Dataset rows

###

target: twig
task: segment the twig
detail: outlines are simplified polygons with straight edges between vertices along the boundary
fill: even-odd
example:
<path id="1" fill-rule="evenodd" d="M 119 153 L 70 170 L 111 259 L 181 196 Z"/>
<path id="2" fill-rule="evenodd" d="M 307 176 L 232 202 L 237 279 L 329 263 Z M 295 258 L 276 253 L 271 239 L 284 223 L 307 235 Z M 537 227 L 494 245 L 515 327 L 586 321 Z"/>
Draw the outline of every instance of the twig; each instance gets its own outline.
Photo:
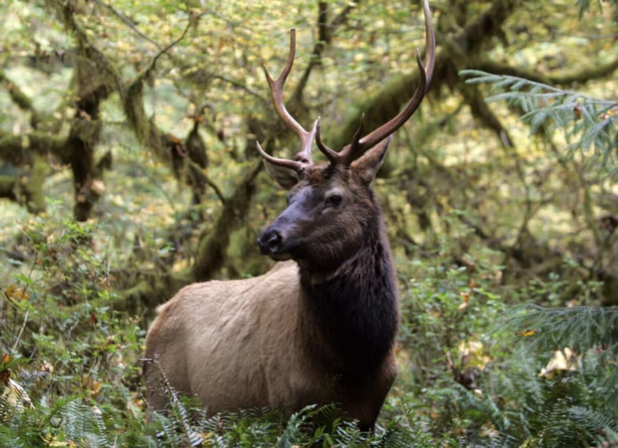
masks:
<path id="1" fill-rule="evenodd" d="M 22 324 L 22 328 L 19 330 L 19 333 L 17 334 L 17 338 L 15 340 L 13 343 L 13 347 L 11 347 L 12 350 L 14 350 L 17 347 L 17 344 L 19 342 L 19 340 L 22 339 L 22 334 L 23 333 L 23 329 L 26 328 L 26 323 L 28 321 L 28 315 L 30 313 L 30 308 L 26 310 L 26 315 L 23 316 L 23 323 Z"/>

###

## Directions
Write out all the lines of the data again, including the requests. Multiply every coordinate in the answer paths by 0.6 and round each result to a whole number, rounding halves up. Leave the pictures out of your answer.

## Exercise result
target: twig
task: segment the twig
detail: outlines are simplified polygons with straight edges between vertices along the boundary
fill: even-odd
example:
<path id="1" fill-rule="evenodd" d="M 119 153 L 70 170 L 111 259 L 181 196 Z"/>
<path id="2" fill-rule="evenodd" d="M 307 176 L 232 202 L 237 279 L 329 263 Z M 295 258 L 276 253 L 271 239 L 284 223 L 307 235 Z M 537 227 L 494 245 L 515 327 L 586 321 Z"/>
Draw the outline of every instance of the twig; each instance gets its own outline.
Photo:
masks:
<path id="1" fill-rule="evenodd" d="M 13 194 L 13 197 L 11 198 L 11 200 L 10 200 L 10 203 L 9 204 L 8 206 L 8 208 L 7 208 L 7 210 L 8 210 L 10 208 L 10 206 L 11 205 L 11 204 L 13 203 L 13 200 L 14 200 L 14 197 L 16 197 L 16 194 L 17 193 L 17 189 L 18 188 L 18 185 L 16 186 L 16 189 L 14 190 L 14 194 Z"/>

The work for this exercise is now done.